▶ [TEXTE SOURCE]

Frères et sœurs bien-aimés, est-il bien d’avoir de l’ambition ? Sans être normand, je dirais : « oui et non »… Pour découvrir quelle est la bonne ambition « est placée sous nos yeux l’icône de Jésus comme le Messie - annoncé par Isaïe (cf. Is 53) - qui n’est pas venu pour être servi mais pour servir » (Benoît XVI, Consistoire du 20 novembre 2010). Nous voici donc réunis pour contempler Jésus.
Et Benoît XVI poursuit :

« Son style de vie devient la base des nouveaux rapports à l’intérieur de la communauté chrétienne et d’une manière nouvelle d’exercer l’autorité. »

Dans l’évangile de Marc que nous lisons, c’est déjà la troisième fois que Jésus annonce qu’il devra souffrir, mourir puis ressusciter. Mais à chaque fois, les disciples (et nous avec !) ont du mal à comprendre ce chemin de l’humble don de soi jusqu’au sacrifice de la vie, le chemin de la Passion, le chemin de la Croix. Ils ont du mal « à opérer l’exode’ nécessaire d’une mentalité du monde vers la mentalité de Dieu. » Ce matin, en contemplant Jésus, je voudrais retenir 3 étapes de cet « exode » d’une mentalité du monde vers la mentalité de Dieu. D’abord l’étape d’une purification de nos ambitions. Puis celle d’une nouvelle manière d’exercer l’autorité. Et enfin l’acceptation du sacrifice et de la Croix.

▶ [PROBLÈMES À RÉSOUDRE]
1: D'après le texte source, combien de fois Jésus a-t-il déjà annoncé qu'il devra souffrir, mourir puis ressusciter dans l'évangile de Marc ?
2: Expliquez, à l'aide du texte source, pourquoi l'assemblée est réunie pour contempler Jésus.

▶ [DONNÉES ENREGISTRÉES]
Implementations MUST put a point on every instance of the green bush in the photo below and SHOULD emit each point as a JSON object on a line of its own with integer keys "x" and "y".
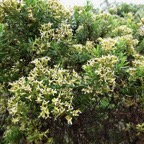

▶ [CORRIGÉS DÉTAILLÉS]
1: C'est déjà la troisième fois.

2: Il s'agit de découvrir quelle est la bonne ambition. Selon Benoît XVI, c'est pour cela qu'est placée sous nos yeux l'icône de Jésus, le Messie annoncé par Isaïe, venu non pour être servi mais pour servir.